About this exercise:
Reproduce the following entries exactly, leaving nothing out.

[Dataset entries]
= Beginning of Section =

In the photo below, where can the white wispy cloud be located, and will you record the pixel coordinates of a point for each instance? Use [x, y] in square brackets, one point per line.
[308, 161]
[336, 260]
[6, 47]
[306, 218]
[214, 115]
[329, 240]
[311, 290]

= End of Section =

Exercise solution:
In the photo below, where can the white wispy cloud be located, and will you record the pixel coordinates of a point for each instance? Use [x, y] in square brackets, one point per line.
[308, 161]
[336, 260]
[6, 47]
[306, 218]
[214, 115]
[329, 240]
[311, 290]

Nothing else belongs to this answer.